Would you please return every line from the listing that contains the word "below"?

(GIVEN DATA begins)

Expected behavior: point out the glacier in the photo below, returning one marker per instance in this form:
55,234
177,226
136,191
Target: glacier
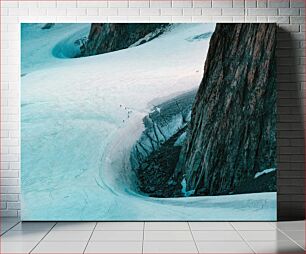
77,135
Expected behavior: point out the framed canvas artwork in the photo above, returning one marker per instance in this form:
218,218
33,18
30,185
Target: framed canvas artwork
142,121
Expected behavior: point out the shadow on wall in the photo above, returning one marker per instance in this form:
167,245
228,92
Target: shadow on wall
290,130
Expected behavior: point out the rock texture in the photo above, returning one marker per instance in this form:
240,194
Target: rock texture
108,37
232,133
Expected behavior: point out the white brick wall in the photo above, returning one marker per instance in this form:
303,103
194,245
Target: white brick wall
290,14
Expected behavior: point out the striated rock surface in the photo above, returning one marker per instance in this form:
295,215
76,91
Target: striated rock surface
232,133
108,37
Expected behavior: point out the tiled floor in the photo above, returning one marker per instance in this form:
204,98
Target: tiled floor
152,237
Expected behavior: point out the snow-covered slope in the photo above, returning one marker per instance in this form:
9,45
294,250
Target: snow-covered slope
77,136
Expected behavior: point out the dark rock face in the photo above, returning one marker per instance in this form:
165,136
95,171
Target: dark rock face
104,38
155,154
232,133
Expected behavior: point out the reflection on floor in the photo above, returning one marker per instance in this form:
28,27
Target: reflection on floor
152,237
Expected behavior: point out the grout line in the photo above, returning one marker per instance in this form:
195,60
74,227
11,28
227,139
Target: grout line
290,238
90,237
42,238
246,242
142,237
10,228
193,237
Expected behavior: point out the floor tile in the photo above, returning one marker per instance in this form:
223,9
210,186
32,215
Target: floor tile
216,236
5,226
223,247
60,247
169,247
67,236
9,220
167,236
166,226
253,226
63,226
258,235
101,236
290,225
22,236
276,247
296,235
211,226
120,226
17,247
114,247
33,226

(GIVEN DATA ends)
(GIVEN DATA begins)

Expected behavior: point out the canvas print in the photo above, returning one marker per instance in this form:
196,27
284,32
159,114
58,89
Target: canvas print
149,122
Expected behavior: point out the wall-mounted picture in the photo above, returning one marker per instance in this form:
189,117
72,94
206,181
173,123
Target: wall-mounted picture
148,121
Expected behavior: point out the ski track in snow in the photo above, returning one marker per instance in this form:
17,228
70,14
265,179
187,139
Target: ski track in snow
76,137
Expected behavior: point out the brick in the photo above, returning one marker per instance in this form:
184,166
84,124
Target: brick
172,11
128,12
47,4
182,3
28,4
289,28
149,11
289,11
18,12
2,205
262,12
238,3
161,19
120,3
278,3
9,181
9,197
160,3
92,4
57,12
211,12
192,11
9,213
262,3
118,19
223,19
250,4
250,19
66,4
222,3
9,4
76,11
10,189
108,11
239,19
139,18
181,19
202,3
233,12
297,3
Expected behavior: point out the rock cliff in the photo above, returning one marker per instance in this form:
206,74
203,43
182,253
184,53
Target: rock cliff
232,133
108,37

(GIVEN DATA ends)
(GIVEN DATA begins)

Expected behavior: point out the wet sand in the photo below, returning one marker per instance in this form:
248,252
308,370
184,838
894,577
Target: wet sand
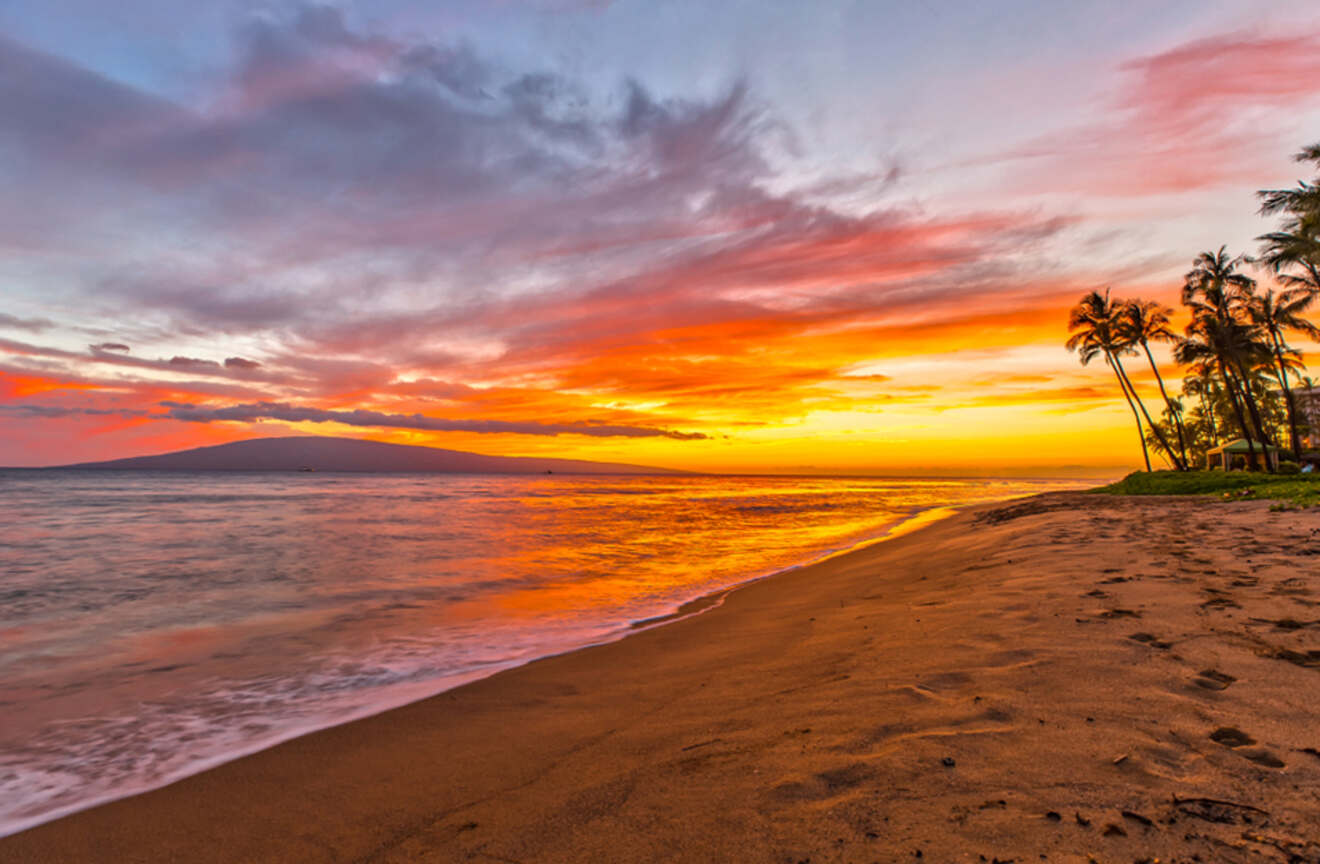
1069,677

(GIVEN DATA ends)

| REPLY TO THE TASK |
Expected behavior: point out the glacier in the photo below, returning one marker per instance in this form:
Expected behavior: point out the wet sand in the photo below, returning one marker per instance in this form:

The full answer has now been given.